Required task: Lay out the rows below as a numbered list, from the first line up to and including the line with "column 212, row 100", with blank lines and pictures left out.

** start Exercise material **

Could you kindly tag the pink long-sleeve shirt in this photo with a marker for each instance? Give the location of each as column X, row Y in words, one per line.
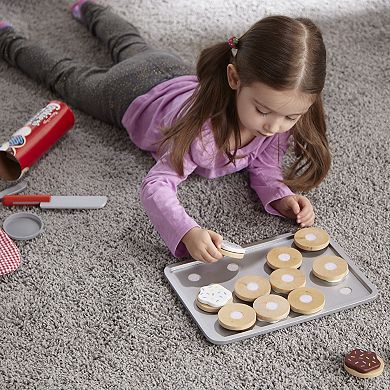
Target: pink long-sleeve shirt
column 144, row 119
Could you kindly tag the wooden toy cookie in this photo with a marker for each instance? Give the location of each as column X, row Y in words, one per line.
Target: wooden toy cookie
column 330, row 268
column 236, row 316
column 363, row 364
column 311, row 239
column 212, row 297
column 306, row 300
column 232, row 250
column 284, row 280
column 284, row 257
column 271, row 308
column 250, row 287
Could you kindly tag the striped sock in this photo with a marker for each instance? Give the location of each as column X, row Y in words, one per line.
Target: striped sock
column 4, row 24
column 75, row 9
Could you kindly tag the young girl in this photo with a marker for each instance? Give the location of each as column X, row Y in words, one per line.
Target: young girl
column 250, row 96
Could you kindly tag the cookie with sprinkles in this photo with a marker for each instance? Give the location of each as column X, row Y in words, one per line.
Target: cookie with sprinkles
column 363, row 364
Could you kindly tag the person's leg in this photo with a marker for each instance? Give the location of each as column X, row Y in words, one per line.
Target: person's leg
column 122, row 39
column 103, row 93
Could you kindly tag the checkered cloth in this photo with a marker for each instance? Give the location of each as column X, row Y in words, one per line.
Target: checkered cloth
column 9, row 254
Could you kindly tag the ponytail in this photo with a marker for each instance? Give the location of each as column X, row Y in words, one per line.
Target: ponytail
column 311, row 149
column 212, row 100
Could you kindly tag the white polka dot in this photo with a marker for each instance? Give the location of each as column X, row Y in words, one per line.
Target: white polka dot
column 305, row 298
column 271, row 306
column 194, row 277
column 233, row 267
column 284, row 257
column 330, row 266
column 287, row 278
column 236, row 315
column 252, row 286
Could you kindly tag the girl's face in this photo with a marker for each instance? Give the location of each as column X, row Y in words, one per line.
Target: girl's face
column 264, row 111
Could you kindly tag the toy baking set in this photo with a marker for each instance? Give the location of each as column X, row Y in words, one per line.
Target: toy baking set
column 36, row 137
column 278, row 282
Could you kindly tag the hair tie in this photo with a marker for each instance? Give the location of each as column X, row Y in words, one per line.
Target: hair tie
column 233, row 42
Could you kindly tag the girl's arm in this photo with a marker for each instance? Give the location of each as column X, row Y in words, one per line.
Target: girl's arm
column 158, row 196
column 180, row 232
column 265, row 173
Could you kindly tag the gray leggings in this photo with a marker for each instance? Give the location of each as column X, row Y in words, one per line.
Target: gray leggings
column 104, row 93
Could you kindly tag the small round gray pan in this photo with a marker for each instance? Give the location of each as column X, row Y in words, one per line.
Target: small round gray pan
column 23, row 226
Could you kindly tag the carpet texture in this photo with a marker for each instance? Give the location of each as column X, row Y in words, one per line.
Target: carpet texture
column 90, row 307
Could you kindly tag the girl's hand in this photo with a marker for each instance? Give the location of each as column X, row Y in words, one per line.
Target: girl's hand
column 295, row 207
column 202, row 244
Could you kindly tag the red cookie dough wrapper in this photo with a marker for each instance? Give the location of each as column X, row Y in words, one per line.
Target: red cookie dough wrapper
column 34, row 139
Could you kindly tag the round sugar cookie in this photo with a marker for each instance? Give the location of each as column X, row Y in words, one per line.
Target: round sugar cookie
column 208, row 308
column 311, row 239
column 284, row 280
column 250, row 287
column 330, row 268
column 271, row 308
column 232, row 250
column 306, row 300
column 236, row 316
column 363, row 364
column 212, row 297
column 284, row 257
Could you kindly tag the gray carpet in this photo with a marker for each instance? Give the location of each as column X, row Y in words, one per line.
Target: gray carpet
column 90, row 307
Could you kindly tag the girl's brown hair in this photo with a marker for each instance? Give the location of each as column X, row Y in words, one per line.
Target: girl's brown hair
column 281, row 52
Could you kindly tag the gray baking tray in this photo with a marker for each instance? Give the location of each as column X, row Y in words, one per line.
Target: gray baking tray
column 186, row 278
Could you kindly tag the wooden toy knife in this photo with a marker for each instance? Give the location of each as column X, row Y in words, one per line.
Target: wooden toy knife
column 56, row 202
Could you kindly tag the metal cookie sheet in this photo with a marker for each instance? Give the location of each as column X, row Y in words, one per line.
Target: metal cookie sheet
column 187, row 278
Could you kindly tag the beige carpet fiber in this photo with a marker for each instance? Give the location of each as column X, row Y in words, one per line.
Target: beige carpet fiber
column 90, row 307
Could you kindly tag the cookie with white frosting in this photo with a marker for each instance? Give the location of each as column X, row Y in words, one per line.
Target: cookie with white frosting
column 230, row 249
column 306, row 300
column 212, row 297
column 271, row 308
column 249, row 287
column 284, row 257
column 284, row 280
column 332, row 269
column 237, row 316
column 311, row 239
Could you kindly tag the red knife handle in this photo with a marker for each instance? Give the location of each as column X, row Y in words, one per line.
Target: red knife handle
column 24, row 200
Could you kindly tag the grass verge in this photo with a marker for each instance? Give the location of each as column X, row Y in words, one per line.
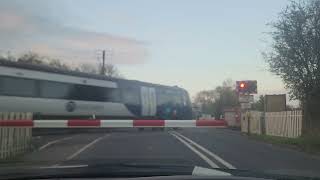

** end Exercise material **

Task result:
1. Could you kindly tag the pink long-sleeve shirt in this photo with a marker for each instance? Give the location of each as column X, row Y in words, one per line.
2. Target: pink long-sleeve shirt
3. column 144, row 119
4. Could you kindly tag the wooden toy cookie in this photo with a marker for each instance? Give the location of each as column X, row Y in words, one per line.
5. Target: wooden toy cookie
6. column 330, row 268
7. column 236, row 316
8. column 363, row 364
9. column 311, row 239
10. column 212, row 297
11. column 306, row 300
12. column 232, row 250
13. column 284, row 280
14. column 284, row 257
15. column 271, row 308
16. column 250, row 287
17. Could you kindly tag the striped sock in this photo with a marker for each instance? Give the location of each as column X, row Y in words, one per line.
18. Target: striped sock
19. column 4, row 24
20. column 75, row 9
21. Could you kindly tag the young girl in this photo with a marker for each instance? Give the location of each as column X, row Y in words, one per line.
22. Target: young girl
23. column 250, row 96
24. Could you kindly tag the cookie with sprinkles in this photo with a marker for each instance? Give the location of each as column X, row Y in words, one per line.
25. Target: cookie with sprinkles
26. column 363, row 364
27. Could you kindly tag the person's leg in this photo with a marker for each instance? Give the location of each as column X, row Y in words, one per line.
28. Target: person's leg
29. column 122, row 39
30. column 103, row 93
31. Could you kindly tag the checkered cloth in this photo with a marker for each instance? Give the location of each as column X, row Y in words, one per line.
32. Target: checkered cloth
33. column 9, row 254
34. Could you kindly tag the ponytail in this photo with a marker for each instance? Give the location of each as column X, row Y in words, one per line.
35. Target: ponytail
36. column 311, row 149
37. column 212, row 100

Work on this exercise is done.